It’s when someone finally notices you one day. When someone compliments you, or smiles in your direction that a fire burns in your heart. It’s when that fear deep inside you shifts just an inch. I don’t want random youtube comments telling me that I’m loved- how would they know? I want someone who knows me look me in the eyes and tell me how and why I’m loved. I want a stranger to see me in that moment, in that time and notice. Notice the way the light plays on my hair, or the fact we’re both stuck in a line not getting any closer to the food van. A reminder that I’m not forgotten. That my worst fear of being just another cloud in an overcast sky isn’t coming true.
That someone knows who I am.
That I’m loved – and there are people trying to understand me, to know me, to care about me. I know for an absolute fact within my faith in God I would have thrown myself off a nearby cliff a long time ago. But I know I’m loved, cherished, cared for. Believed in. Worth the space I take up and the oxygen I breathe in.

▶ **Data provided**:
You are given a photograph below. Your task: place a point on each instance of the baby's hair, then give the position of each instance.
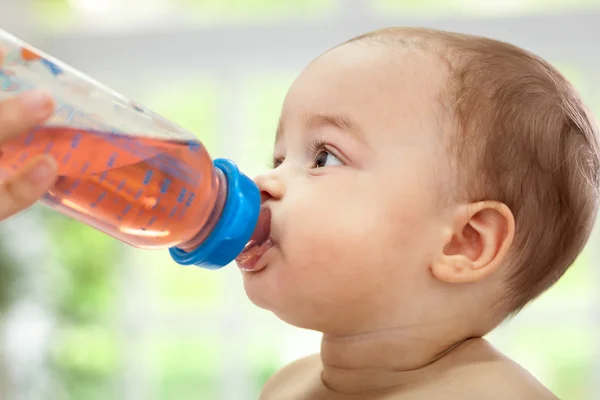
(523, 137)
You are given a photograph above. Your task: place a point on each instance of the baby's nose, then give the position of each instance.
(271, 186)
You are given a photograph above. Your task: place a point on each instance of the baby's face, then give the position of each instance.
(357, 192)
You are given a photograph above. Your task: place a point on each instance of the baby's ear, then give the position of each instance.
(477, 244)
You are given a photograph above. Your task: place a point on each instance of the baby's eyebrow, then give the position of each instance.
(314, 121)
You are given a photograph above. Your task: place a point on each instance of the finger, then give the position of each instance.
(22, 113)
(27, 185)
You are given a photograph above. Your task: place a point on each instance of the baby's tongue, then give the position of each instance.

▶ **What needs to be done**: Print the whole reflection on wanting to be noticed and loved, word for word. The listing comes from a different source than the text.

▶ **Expected answer**:
It’s when someone finally notices you one day. When someone compliments you, or smiles in your direction that a fire burns in your heart. It’s when that fear deep inside you shifts just an inch. I don’t want random youtube comments telling me that I’m loved- how would they know? I want someone who knows me look me in the eyes and tell me how and why I’m loved. I want a stranger to see me in that moment, in that time and notice. Notice the way the light plays on my hair, or the fact we’re both stuck in a line not getting any closer to the food van. A reminder that I’m not forgotten. That my worst fear of being just another cloud in an overcast sky isn’t coming true.
That someone knows who I am.
That I’m loved – and there are people trying to understand me, to know me, to care about me. I know for an absolute fact within my faith in God I would have thrown myself off a nearby cliff a long time ago. But I know I’m loved, cherished, cared for. Believed in. Worth the space I take up and the oxygen I breathe in.